Data extracts:
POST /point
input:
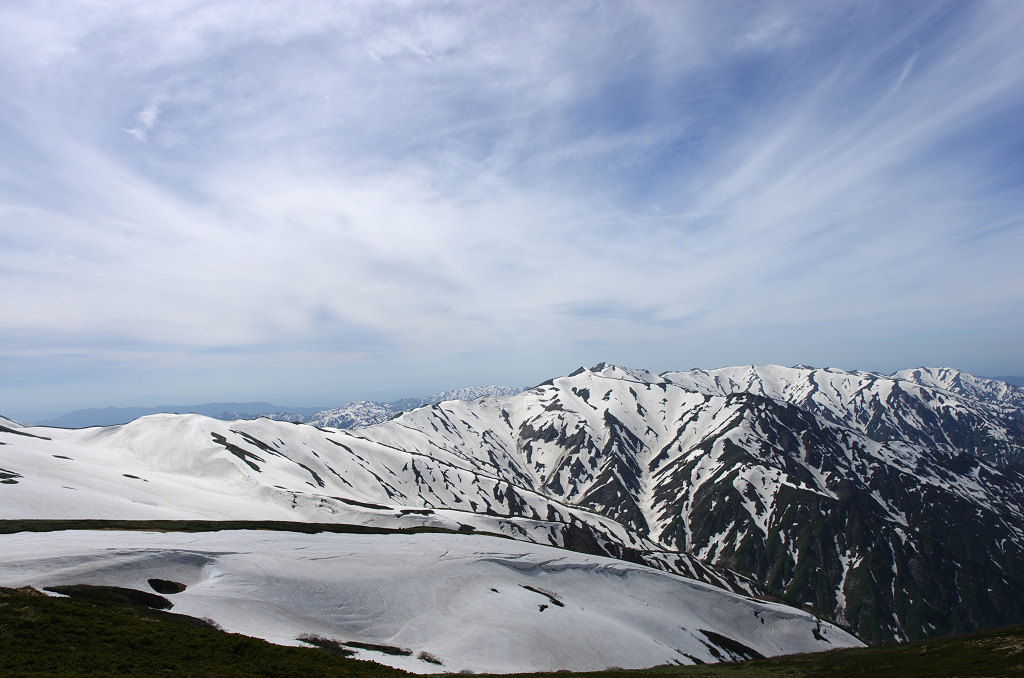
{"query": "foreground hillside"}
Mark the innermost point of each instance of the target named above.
(462, 602)
(70, 637)
(881, 503)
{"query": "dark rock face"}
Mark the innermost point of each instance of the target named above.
(890, 518)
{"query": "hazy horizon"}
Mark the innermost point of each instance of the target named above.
(315, 203)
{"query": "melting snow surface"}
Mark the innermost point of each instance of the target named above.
(474, 602)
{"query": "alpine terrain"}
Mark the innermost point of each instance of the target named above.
(887, 505)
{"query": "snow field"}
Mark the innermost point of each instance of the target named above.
(463, 599)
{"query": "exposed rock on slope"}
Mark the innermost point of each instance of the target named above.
(855, 495)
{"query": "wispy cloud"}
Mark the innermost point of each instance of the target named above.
(491, 192)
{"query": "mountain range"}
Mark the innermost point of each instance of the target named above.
(891, 506)
(359, 413)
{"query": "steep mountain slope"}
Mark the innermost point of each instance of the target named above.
(368, 413)
(852, 494)
(938, 408)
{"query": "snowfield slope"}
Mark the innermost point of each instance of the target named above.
(470, 602)
(875, 502)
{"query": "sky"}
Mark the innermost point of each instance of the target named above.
(309, 203)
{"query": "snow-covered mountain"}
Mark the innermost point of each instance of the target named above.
(857, 496)
(368, 413)
(429, 602)
(938, 408)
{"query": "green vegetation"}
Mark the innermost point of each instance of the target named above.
(59, 637)
(994, 653)
(56, 637)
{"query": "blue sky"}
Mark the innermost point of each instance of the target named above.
(313, 202)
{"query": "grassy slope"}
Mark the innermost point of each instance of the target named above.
(43, 636)
(994, 653)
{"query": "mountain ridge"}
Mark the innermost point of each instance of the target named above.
(854, 495)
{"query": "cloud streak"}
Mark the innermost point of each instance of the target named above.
(496, 192)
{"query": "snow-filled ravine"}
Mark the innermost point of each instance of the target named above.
(473, 602)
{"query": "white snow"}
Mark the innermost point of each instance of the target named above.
(461, 598)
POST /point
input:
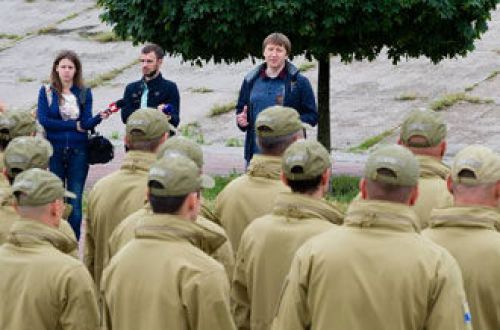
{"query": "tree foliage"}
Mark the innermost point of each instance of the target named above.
(230, 31)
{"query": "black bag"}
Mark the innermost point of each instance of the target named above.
(100, 149)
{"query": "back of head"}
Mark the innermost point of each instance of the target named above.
(14, 124)
(26, 152)
(277, 128)
(184, 146)
(304, 164)
(171, 179)
(422, 130)
(391, 173)
(474, 173)
(145, 129)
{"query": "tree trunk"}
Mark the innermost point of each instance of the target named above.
(324, 102)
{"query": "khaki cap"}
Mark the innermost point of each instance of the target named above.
(305, 159)
(392, 164)
(18, 123)
(481, 161)
(278, 121)
(27, 152)
(177, 174)
(38, 187)
(146, 125)
(425, 123)
(187, 148)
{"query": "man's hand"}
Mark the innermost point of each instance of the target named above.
(242, 117)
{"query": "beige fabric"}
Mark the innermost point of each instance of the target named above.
(470, 235)
(42, 288)
(433, 192)
(8, 216)
(112, 199)
(266, 251)
(175, 285)
(376, 272)
(249, 196)
(125, 232)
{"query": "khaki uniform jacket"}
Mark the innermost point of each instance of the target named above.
(433, 191)
(376, 272)
(470, 235)
(249, 196)
(112, 199)
(42, 288)
(125, 232)
(8, 215)
(266, 251)
(163, 280)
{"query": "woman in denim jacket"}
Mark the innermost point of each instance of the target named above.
(65, 112)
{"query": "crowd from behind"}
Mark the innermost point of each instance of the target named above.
(418, 249)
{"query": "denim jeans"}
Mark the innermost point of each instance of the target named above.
(71, 165)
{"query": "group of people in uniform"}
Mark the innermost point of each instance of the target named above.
(419, 247)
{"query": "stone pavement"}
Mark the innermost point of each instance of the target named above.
(224, 161)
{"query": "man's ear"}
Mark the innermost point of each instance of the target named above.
(362, 189)
(413, 196)
(443, 145)
(449, 184)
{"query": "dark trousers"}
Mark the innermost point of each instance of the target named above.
(71, 165)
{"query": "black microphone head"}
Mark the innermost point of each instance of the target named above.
(120, 103)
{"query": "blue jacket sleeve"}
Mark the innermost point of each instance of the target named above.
(308, 110)
(127, 107)
(243, 99)
(86, 120)
(175, 103)
(48, 123)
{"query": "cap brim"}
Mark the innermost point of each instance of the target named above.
(207, 181)
(69, 194)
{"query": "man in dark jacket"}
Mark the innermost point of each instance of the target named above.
(152, 91)
(274, 82)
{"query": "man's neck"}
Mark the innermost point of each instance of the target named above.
(147, 78)
(274, 72)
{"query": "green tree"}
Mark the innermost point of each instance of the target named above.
(232, 30)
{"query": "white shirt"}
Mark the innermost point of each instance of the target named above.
(69, 107)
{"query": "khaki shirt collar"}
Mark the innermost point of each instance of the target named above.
(27, 232)
(382, 214)
(301, 206)
(173, 228)
(138, 160)
(265, 166)
(432, 167)
(466, 216)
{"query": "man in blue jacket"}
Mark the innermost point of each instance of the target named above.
(152, 91)
(274, 82)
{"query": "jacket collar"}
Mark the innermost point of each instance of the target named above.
(27, 232)
(301, 206)
(138, 160)
(432, 167)
(466, 216)
(291, 70)
(265, 166)
(374, 213)
(169, 227)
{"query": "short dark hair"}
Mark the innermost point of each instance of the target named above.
(164, 204)
(279, 39)
(387, 192)
(153, 48)
(276, 145)
(304, 186)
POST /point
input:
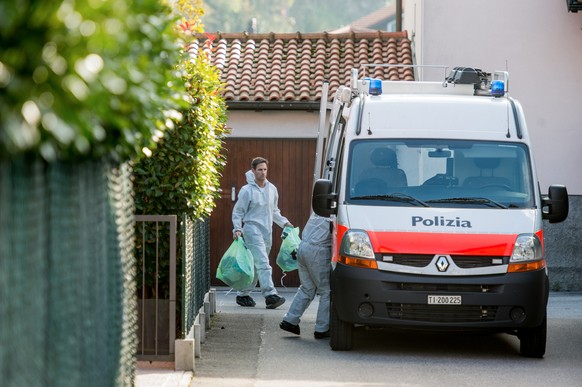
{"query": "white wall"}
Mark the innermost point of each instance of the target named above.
(541, 45)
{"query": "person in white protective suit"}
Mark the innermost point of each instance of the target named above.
(252, 217)
(314, 266)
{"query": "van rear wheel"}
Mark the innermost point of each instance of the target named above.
(341, 332)
(533, 340)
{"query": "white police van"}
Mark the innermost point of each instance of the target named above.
(436, 208)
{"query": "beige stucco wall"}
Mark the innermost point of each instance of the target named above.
(539, 43)
(273, 124)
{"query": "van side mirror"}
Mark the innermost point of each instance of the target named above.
(323, 201)
(555, 205)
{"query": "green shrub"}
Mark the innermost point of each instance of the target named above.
(86, 79)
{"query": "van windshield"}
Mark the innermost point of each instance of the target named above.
(440, 173)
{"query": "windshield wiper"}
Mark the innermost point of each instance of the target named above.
(395, 197)
(486, 201)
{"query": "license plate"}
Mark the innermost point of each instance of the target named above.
(444, 300)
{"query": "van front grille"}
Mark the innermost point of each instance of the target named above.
(462, 261)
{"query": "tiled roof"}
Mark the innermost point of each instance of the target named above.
(283, 71)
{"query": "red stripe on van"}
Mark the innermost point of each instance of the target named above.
(431, 243)
(439, 243)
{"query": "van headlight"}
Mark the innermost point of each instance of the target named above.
(528, 247)
(356, 243)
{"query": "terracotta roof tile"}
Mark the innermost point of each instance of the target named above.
(290, 68)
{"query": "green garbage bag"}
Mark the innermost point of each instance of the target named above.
(287, 256)
(237, 267)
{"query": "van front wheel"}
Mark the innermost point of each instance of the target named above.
(533, 340)
(341, 332)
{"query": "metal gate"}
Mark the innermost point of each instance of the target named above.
(156, 298)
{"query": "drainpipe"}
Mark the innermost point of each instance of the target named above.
(398, 15)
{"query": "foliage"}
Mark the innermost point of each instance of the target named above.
(265, 16)
(86, 79)
(183, 174)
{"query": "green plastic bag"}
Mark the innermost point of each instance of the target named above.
(237, 267)
(287, 257)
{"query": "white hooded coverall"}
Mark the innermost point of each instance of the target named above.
(254, 213)
(314, 266)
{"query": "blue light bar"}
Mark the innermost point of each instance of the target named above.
(375, 87)
(498, 88)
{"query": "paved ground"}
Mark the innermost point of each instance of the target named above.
(231, 350)
(235, 333)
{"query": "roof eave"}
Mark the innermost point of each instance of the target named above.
(273, 105)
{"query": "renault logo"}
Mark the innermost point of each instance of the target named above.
(442, 263)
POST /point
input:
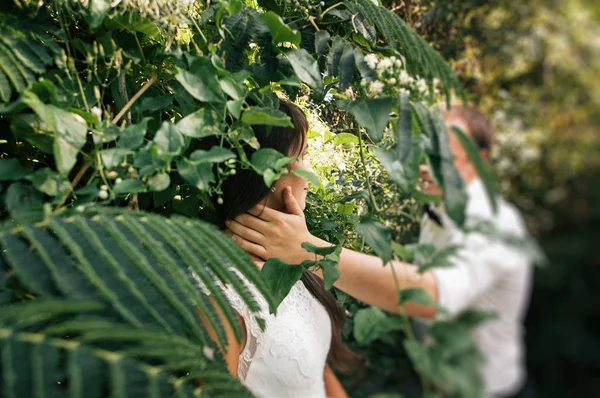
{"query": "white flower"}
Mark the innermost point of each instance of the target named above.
(421, 85)
(371, 60)
(384, 65)
(404, 77)
(376, 87)
(96, 112)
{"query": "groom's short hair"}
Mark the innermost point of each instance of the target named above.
(479, 125)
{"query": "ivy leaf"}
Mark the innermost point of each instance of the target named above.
(372, 114)
(159, 182)
(279, 30)
(133, 135)
(202, 123)
(415, 296)
(215, 154)
(129, 185)
(322, 41)
(168, 140)
(482, 170)
(113, 157)
(11, 169)
(97, 11)
(49, 182)
(202, 84)
(307, 175)
(306, 68)
(264, 159)
(280, 276)
(403, 129)
(70, 129)
(377, 236)
(199, 175)
(372, 323)
(266, 116)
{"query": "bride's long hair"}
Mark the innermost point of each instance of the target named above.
(246, 188)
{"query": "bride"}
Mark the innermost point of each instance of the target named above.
(293, 355)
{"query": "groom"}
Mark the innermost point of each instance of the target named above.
(487, 275)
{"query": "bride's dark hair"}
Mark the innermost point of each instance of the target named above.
(246, 188)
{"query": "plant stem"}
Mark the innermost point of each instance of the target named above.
(368, 178)
(134, 98)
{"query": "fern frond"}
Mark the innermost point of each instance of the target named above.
(420, 57)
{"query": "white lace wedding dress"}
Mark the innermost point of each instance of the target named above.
(288, 358)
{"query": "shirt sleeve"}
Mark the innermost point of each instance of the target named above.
(478, 265)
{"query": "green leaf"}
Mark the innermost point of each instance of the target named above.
(113, 157)
(129, 185)
(377, 236)
(279, 30)
(49, 182)
(199, 175)
(346, 67)
(159, 182)
(23, 203)
(97, 11)
(202, 123)
(395, 168)
(414, 296)
(266, 116)
(70, 129)
(202, 84)
(403, 129)
(371, 323)
(280, 276)
(265, 158)
(483, 171)
(372, 114)
(11, 169)
(345, 138)
(168, 139)
(213, 155)
(306, 68)
(308, 175)
(133, 135)
(322, 41)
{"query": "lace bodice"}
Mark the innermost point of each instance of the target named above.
(288, 358)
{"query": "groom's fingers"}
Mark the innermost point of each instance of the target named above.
(250, 247)
(246, 232)
(291, 204)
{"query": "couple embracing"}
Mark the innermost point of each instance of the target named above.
(293, 355)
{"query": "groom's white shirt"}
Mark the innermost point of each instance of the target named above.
(490, 275)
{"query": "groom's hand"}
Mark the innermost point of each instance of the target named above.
(267, 233)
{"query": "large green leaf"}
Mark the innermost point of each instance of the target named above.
(201, 81)
(306, 68)
(266, 116)
(372, 114)
(202, 123)
(70, 131)
(279, 30)
(280, 276)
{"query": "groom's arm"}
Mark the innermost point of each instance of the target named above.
(268, 233)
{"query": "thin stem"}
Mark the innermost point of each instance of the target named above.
(134, 98)
(330, 8)
(364, 163)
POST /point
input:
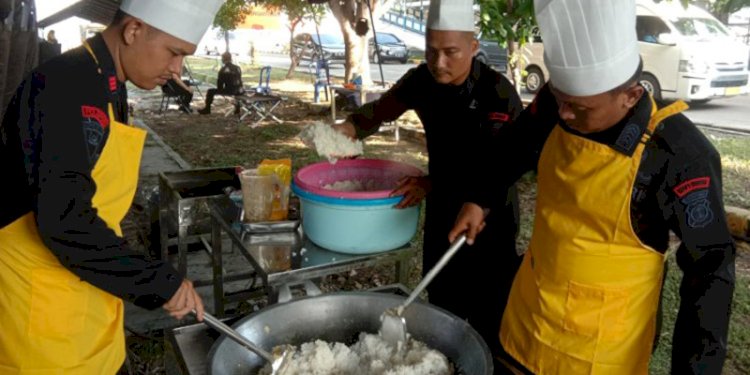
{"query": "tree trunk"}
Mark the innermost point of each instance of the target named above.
(294, 57)
(356, 55)
(514, 57)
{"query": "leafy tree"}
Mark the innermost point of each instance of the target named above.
(348, 13)
(510, 23)
(230, 15)
(298, 12)
(723, 8)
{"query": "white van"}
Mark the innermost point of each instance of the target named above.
(687, 54)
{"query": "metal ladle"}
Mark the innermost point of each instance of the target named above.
(279, 364)
(392, 321)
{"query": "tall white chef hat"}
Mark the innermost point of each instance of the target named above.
(590, 46)
(184, 19)
(451, 15)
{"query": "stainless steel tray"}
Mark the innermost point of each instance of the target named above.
(271, 226)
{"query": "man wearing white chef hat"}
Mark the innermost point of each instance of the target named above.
(71, 168)
(616, 173)
(462, 104)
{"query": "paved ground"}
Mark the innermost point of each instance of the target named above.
(159, 157)
(732, 113)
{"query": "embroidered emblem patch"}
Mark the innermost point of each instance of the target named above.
(692, 185)
(94, 123)
(112, 83)
(629, 136)
(498, 116)
(95, 114)
(698, 209)
(94, 134)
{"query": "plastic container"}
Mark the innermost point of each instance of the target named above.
(257, 195)
(355, 222)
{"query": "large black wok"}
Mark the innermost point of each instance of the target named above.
(341, 317)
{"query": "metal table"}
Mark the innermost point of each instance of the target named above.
(278, 260)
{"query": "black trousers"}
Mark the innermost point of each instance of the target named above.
(213, 92)
(486, 268)
(184, 97)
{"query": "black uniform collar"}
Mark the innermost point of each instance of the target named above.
(472, 78)
(116, 89)
(106, 63)
(626, 134)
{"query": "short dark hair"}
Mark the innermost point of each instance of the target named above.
(119, 16)
(634, 79)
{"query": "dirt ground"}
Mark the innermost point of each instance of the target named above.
(219, 140)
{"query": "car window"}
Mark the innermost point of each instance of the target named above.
(648, 28)
(331, 39)
(700, 28)
(387, 38)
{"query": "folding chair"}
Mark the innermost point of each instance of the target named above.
(260, 106)
(168, 93)
(259, 102)
(319, 80)
(264, 87)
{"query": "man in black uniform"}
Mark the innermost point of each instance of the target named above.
(229, 82)
(70, 167)
(608, 120)
(462, 104)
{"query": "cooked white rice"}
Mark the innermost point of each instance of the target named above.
(371, 355)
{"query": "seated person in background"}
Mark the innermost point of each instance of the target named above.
(180, 89)
(229, 82)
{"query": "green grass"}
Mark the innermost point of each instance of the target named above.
(735, 160)
(738, 356)
(735, 157)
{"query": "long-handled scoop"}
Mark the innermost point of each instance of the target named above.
(393, 323)
(278, 365)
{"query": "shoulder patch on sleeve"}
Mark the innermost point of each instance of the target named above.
(96, 114)
(689, 186)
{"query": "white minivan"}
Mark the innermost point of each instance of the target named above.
(687, 54)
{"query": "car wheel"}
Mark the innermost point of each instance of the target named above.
(482, 58)
(534, 79)
(651, 84)
(700, 102)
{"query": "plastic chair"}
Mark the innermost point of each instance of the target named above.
(264, 87)
(320, 78)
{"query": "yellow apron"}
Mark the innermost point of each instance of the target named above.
(51, 321)
(585, 297)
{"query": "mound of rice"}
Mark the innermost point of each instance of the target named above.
(371, 355)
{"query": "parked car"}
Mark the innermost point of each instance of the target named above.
(330, 46)
(687, 54)
(391, 49)
(490, 53)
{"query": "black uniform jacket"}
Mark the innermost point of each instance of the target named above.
(459, 122)
(678, 188)
(230, 78)
(52, 136)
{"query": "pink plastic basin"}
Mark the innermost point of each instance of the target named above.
(383, 173)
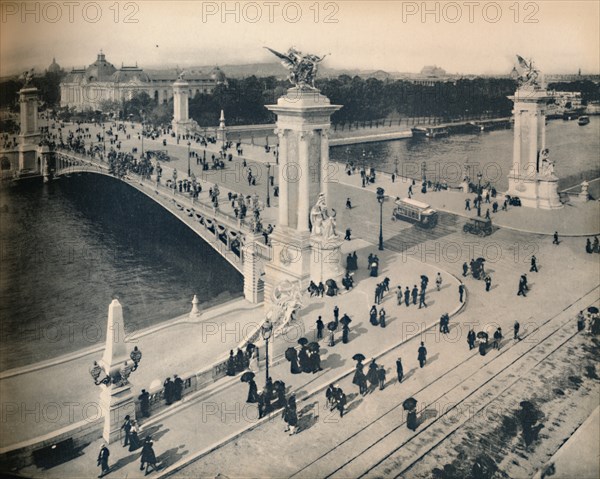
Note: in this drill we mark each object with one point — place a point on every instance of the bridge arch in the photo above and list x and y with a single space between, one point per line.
238 247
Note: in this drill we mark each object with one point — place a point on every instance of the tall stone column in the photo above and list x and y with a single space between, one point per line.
282 178
325 173
304 180
29 137
302 115
181 121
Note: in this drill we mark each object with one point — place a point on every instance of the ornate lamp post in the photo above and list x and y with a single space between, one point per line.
268 181
380 199
189 152
101 376
103 142
266 330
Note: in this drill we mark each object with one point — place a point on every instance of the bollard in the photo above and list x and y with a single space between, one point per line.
195 311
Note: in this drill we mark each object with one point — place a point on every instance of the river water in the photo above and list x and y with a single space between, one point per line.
69 247
573 148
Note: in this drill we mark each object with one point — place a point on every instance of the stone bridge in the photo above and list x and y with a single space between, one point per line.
234 239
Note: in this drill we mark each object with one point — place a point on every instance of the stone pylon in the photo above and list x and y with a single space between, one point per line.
116 398
532 177
303 122
29 137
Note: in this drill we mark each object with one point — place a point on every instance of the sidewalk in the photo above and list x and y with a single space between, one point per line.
179 346
574 219
225 413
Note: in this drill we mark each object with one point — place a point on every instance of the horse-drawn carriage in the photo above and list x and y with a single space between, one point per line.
478 226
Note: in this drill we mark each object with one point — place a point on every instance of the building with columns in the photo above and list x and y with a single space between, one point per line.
86 88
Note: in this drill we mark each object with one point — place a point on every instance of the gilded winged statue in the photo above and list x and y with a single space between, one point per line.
302 67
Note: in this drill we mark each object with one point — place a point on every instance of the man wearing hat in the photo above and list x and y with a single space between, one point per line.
103 460
127 428
144 403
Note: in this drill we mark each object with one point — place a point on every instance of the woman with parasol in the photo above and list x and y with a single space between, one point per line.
372 374
248 377
315 357
345 328
292 356
382 318
290 415
331 326
231 364
303 356
482 337
254 358
359 376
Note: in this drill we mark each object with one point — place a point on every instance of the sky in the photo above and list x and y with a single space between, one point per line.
477 37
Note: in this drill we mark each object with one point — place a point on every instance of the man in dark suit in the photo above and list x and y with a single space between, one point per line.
422 355
399 370
103 460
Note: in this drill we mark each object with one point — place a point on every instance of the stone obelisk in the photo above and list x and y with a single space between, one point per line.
116 399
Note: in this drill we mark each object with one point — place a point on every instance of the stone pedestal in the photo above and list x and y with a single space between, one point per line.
529 179
327 260
116 402
291 259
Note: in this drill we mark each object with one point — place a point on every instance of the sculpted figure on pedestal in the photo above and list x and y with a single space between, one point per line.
303 67
547 166
323 224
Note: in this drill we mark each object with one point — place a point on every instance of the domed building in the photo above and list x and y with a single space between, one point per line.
54 67
86 88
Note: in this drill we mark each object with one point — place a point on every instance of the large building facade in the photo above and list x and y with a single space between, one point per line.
86 88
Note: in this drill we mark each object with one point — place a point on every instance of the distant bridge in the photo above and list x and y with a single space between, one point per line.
231 237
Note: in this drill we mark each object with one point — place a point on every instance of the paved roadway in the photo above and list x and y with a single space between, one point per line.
508 254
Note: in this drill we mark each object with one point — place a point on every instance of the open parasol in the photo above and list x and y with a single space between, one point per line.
409 404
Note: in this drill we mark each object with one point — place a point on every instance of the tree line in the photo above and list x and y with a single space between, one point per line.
363 100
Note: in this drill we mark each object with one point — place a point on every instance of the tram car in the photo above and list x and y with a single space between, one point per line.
415 212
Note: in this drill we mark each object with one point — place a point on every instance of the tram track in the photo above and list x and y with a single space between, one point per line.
388 441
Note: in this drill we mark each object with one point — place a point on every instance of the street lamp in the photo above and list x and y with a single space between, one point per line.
189 167
380 199
103 142
268 181
265 330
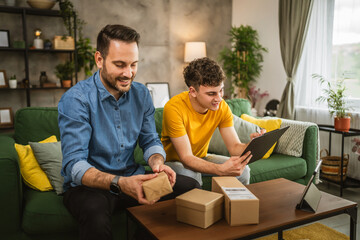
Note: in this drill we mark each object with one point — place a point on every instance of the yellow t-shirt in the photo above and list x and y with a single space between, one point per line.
179 119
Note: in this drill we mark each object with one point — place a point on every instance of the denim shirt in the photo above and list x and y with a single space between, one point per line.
98 131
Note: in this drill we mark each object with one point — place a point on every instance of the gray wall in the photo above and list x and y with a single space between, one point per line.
164 25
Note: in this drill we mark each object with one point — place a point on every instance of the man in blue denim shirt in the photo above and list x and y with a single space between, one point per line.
100 120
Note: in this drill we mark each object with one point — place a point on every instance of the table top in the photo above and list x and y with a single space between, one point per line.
278 199
330 128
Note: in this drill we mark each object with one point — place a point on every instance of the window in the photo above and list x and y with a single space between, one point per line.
346 45
332 49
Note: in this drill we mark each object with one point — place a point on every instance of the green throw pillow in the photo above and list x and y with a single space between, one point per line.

Activity: Each line holding the word "jacket" must be copied from the data.

Answer section:
{"query": "khaki uniform jacket"}
{"query": "woman in denim jacket"}
{"query": "blue jacket sleeve"}
{"query": "man in dark jacket"}
{"query": "man in blue jacket"}
{"query": "jacket collar"}
{"query": "black uniform jacket"}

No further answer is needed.